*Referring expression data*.
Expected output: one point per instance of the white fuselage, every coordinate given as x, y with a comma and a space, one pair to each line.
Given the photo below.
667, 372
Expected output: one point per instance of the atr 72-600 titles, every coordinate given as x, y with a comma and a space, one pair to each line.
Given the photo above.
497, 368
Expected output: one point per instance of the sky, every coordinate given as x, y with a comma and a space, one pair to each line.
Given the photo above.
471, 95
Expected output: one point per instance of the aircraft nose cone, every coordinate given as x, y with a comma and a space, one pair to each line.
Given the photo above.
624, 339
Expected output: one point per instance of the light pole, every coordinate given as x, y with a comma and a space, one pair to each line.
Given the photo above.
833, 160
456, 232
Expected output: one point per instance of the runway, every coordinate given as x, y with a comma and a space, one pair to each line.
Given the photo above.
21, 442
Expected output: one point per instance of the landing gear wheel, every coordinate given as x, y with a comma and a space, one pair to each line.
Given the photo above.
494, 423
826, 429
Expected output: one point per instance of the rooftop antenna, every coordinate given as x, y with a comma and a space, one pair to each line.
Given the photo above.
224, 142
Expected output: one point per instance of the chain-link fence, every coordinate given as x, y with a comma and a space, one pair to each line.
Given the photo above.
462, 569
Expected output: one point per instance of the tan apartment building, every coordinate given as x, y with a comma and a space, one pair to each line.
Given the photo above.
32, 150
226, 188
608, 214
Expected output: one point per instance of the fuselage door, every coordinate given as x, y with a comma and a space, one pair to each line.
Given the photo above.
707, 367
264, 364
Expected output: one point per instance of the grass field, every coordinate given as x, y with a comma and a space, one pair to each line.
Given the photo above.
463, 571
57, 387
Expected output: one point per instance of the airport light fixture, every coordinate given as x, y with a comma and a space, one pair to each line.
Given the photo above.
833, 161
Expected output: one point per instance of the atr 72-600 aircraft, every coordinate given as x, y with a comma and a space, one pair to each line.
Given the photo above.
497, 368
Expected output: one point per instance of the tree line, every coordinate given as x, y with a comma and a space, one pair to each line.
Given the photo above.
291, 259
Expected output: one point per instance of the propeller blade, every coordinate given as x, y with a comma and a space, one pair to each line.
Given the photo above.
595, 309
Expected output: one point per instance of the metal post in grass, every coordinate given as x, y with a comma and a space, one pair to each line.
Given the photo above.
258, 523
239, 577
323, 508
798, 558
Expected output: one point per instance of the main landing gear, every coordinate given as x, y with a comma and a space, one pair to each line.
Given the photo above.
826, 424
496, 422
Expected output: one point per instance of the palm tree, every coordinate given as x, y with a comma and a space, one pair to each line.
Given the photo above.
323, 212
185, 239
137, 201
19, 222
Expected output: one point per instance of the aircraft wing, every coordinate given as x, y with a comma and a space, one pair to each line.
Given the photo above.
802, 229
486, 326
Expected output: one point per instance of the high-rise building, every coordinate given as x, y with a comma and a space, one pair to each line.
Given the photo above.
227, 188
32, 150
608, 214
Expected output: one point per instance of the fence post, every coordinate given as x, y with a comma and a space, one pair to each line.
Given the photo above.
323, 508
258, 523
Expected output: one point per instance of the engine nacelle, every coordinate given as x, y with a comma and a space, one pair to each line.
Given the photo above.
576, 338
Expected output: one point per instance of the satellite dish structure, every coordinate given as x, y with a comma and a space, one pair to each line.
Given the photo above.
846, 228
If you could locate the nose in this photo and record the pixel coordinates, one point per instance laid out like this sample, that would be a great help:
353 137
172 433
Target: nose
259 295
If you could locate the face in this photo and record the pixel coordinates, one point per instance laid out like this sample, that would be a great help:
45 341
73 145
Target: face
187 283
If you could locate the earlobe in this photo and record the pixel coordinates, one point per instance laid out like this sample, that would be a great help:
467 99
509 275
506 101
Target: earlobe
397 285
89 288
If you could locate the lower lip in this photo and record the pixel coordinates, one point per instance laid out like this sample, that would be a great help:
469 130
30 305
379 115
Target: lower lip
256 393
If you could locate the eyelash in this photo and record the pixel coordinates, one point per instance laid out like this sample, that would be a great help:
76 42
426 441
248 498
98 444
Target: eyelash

*REQUIREMENT*.
Would you filter the records and copy out each line containing "building"?

*EXERCISE SOLUTION*.
Expected output: one point per instance of the tan apartment building, every coordinate given as x, y with a comma and a space, one pair to each line.
Expected output: one point per instance of the high-rise building, every coordinate given as x, y with a comma and a space, one pair to each line.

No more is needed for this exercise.